Text |
= = = =
Requesting for Adminstration

nice

Please explain your problem. I can provide a list of pages in a particular language.

This is good, but the thing that I really need is having a tool for finding occurrence of a regex (and chars) on that pages. I know with list of my language translations I can do that with pywikipedia (I used pywikipedia in my wikipedia for a lot propuses). But this can done better and easier without that.

For example we have some hidden character in Persian (zwnj, zwj and direction control chars that is common in RTL languages). If I had a tool for finding misused occurrence of them in translation, I could easily fix them. For example this regex needed for my language (and some languages with Arabic script): s/([ازرذدژوة])\u200c/\1/g also finding non-standard chars (for my languages) with Special:Search is not possible because Special:Search only yields occurrence of words and not chars.

ebraminio^talk‎

Using regex on over a million pages in translatewiki.net will be blocking our database for too long. We really cannot make that functionality available. If you were to provide the regexes you are looking for, we will try and find a way to help you out.

Siebrand‎

Okay, Thanks for your great jobs on TranslateWiki. Seems i must use Pywikipedia. If you have time, Please make list of Persian translations for me. Also SQL or XML dump of this wiki (separated for each language) or a replication on toolserver is other solutions I think.

May it is better this thread moved to Portal:Fa. Thanks again!

ebraminio^talk‎

Feel free to move the thread. Will get back with a reply. Data dump: have to ask Niklas.

Siebrand‎

Okay, Thanks :)

ebraminio^talk‎

I'm running a backup script now. We'll have to inspect what this results in. If it's OK, we can schedule a weekly dump.
= = = =
Given entries |

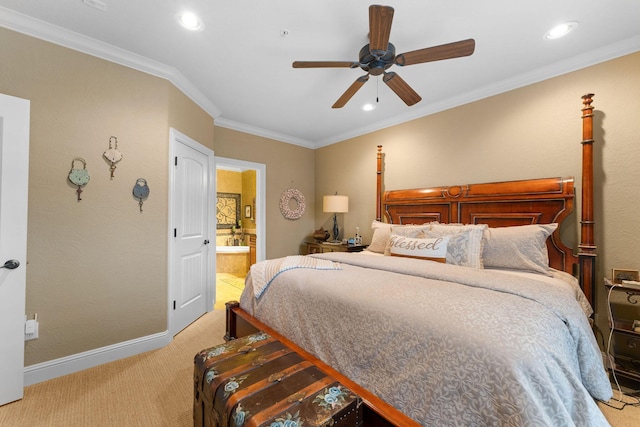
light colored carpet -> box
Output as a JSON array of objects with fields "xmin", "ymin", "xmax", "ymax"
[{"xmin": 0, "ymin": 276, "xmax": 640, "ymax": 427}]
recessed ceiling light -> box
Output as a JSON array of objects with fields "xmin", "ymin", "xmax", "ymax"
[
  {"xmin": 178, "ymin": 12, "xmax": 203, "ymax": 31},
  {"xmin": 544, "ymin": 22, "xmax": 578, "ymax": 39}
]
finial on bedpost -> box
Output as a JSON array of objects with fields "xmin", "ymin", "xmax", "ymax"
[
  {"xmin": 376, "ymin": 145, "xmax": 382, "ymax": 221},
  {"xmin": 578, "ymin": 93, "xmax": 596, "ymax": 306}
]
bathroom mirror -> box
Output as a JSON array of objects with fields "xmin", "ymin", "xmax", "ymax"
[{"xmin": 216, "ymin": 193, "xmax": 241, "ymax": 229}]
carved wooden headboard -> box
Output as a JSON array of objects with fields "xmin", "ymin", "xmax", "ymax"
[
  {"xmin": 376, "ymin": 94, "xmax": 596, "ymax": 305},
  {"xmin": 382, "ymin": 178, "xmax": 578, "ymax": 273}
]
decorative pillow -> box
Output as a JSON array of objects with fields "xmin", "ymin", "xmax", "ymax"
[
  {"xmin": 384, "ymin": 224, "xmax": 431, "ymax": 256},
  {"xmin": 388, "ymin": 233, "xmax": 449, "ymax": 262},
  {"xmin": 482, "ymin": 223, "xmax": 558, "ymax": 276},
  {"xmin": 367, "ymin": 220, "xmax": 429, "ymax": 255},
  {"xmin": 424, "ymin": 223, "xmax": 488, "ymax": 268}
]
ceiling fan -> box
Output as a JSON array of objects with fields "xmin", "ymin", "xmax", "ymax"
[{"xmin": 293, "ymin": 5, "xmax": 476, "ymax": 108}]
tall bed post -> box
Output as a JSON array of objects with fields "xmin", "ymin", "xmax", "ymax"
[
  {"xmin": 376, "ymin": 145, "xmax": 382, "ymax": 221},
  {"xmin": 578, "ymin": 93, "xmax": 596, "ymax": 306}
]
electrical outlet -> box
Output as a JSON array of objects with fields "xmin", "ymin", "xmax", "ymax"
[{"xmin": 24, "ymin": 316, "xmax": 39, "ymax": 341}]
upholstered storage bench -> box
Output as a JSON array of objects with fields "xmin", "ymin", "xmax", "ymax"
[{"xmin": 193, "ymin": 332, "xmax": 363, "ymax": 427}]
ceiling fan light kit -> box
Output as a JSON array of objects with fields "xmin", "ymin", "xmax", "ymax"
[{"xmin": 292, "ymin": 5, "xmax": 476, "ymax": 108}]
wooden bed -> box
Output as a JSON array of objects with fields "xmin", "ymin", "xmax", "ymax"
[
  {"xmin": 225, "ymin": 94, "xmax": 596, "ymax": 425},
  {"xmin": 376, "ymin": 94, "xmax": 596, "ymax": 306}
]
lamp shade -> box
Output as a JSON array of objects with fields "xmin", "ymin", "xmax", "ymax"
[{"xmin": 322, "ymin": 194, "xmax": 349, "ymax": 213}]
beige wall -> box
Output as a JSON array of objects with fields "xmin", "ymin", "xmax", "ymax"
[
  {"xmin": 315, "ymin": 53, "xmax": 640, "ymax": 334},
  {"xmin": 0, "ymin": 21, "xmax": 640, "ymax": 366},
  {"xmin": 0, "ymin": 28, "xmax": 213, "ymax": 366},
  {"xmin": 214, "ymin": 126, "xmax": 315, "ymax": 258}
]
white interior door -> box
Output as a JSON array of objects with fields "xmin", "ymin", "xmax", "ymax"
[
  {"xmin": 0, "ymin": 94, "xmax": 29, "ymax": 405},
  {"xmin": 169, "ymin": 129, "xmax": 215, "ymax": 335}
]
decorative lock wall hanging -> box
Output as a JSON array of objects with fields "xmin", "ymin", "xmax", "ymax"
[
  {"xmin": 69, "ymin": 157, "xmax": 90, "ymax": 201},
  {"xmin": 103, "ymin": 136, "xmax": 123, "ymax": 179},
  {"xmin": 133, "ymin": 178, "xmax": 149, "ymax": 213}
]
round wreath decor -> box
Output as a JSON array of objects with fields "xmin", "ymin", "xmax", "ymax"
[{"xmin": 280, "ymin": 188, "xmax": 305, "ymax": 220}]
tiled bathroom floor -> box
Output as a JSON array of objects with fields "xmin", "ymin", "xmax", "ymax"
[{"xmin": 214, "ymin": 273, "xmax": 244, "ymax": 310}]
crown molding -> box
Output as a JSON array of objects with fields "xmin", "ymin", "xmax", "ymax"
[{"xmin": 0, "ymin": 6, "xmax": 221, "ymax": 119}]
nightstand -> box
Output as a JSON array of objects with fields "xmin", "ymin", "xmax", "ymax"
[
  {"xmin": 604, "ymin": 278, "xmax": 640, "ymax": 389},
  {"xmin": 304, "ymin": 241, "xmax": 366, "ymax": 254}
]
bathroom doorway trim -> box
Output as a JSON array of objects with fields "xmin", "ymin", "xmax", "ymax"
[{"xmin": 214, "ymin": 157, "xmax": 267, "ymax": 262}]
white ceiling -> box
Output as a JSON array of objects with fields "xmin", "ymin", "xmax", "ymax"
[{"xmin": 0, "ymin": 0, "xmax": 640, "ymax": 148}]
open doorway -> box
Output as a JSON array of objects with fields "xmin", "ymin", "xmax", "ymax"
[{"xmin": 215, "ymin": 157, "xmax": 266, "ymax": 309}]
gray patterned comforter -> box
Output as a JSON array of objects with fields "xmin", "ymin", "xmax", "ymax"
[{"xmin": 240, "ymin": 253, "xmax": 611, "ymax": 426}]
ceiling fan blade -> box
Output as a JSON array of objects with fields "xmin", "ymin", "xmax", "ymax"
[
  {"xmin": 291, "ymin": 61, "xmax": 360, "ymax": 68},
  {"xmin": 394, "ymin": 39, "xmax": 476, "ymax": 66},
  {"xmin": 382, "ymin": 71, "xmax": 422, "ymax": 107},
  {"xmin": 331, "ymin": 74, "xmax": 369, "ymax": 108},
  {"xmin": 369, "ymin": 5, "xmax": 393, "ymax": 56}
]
= = = =
Problem to work on |
Continue the translatewiki.net forum thread about searching Persian translations with regexes, starting after its last sentence.

Response to this task |
php ./dumpBackup.php --current --report=1000 --skipheader --skip-footer --conf=../LocalSettings.php --output=bzip2:$HOME/dump.bzip2

Siebrand‎

Backup is ready. Took about 20 minutes to create. Now checking if there's not something in there we wouldn't want to distribute (I think that there are no issues, but better safe than sorry). Will now also prepare a list of '/fa' pages with namespace.

Siebrand‎

See https://translatewiki.net/static/temp:

fa.txt contains all pages ending "/fa"
translatewiki.net-dump-2011-04-13.xml.bz2 contains an XML dump of translatewiki.net

Siebrand‎

Thank you. I don't need fa.txt because I will use "LIKE" on titles (also this is not needed really for me), But just a little problem, I can not download huge files in periods of time because it will consume my Internet traffic limits and my Internet traffic is so limited.

Can you split this dumps if you have program for publishing this dump also in future?

ebraminio^talk‎

Split what/how? It's "only" a 77MB download.

Siebrand‎

Splitting dump of each language. This tool is useful if you want.

Sadly, yes, it is only "77mb" but is big for me :(

ebraminio^talk‎

Download it patiently then!

Huji‎

Okay, I will solve my problem myself :) Thanks for your great helps.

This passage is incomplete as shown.